> Problem statement
Say how many lines in the following data hold the word "door". Write nothing but that number.

▶

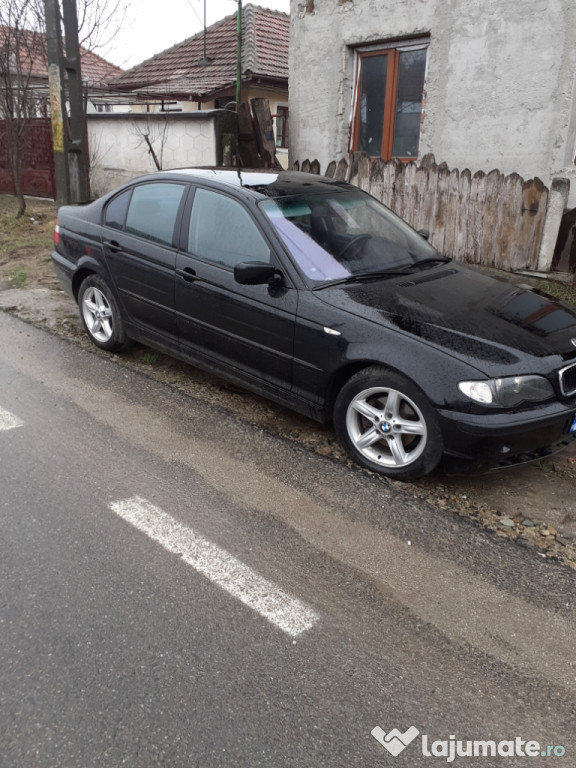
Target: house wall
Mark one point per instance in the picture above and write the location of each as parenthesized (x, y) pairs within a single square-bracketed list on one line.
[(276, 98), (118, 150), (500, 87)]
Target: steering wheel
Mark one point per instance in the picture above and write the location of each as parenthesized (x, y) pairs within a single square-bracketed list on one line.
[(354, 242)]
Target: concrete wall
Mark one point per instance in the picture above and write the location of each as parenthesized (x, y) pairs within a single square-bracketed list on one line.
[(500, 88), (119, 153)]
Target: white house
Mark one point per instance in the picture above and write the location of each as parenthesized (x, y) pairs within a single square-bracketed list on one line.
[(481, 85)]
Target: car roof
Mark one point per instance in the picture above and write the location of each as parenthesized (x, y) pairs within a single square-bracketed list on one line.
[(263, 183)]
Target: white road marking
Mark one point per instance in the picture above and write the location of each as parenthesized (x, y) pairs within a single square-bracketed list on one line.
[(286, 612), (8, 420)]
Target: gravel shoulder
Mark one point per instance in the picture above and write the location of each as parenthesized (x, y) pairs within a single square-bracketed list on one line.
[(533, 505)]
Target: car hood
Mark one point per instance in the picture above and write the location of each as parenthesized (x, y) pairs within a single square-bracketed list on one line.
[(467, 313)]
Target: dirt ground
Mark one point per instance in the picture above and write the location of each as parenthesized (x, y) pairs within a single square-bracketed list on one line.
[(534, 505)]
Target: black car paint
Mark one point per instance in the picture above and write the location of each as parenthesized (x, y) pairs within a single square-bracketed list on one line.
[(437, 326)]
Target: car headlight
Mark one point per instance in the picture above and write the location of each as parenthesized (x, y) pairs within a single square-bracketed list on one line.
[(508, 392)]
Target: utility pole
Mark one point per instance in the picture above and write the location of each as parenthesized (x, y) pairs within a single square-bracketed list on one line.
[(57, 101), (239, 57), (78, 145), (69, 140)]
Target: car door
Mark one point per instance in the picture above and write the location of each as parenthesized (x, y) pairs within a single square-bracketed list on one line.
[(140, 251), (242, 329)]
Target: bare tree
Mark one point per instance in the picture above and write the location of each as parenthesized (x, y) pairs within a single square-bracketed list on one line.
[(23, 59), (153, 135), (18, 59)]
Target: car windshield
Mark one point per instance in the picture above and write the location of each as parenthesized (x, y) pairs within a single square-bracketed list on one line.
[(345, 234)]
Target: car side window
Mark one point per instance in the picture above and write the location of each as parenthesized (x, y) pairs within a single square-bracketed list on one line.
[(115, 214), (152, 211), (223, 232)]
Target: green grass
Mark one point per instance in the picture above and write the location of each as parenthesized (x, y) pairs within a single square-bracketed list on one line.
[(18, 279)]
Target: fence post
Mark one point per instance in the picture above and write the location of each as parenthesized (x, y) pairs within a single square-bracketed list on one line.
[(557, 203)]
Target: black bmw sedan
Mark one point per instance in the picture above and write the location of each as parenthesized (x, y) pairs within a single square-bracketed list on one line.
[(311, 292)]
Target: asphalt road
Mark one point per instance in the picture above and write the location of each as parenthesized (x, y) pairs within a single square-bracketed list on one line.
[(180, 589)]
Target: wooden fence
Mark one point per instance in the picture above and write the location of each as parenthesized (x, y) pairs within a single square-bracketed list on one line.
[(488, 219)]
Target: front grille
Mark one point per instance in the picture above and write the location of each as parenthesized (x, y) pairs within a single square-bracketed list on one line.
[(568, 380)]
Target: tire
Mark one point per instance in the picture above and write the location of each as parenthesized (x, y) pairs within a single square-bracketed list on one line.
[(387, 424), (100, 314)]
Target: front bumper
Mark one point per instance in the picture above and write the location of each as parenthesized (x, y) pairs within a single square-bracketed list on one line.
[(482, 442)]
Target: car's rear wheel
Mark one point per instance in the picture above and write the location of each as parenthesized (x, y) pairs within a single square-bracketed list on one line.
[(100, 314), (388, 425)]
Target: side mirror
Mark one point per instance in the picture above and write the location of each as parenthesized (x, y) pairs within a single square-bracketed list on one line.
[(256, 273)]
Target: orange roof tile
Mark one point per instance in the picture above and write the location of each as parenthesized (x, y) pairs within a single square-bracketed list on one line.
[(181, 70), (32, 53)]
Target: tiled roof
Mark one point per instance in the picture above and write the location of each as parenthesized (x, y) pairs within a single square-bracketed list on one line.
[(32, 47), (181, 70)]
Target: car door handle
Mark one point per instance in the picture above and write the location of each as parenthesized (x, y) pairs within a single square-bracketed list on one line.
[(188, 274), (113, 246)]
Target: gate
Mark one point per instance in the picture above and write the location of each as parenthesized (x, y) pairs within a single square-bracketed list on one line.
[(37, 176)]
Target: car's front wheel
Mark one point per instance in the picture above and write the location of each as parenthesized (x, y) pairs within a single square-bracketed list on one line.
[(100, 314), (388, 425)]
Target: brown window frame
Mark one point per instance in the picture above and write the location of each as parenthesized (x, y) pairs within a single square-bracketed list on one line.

◀

> Your response
2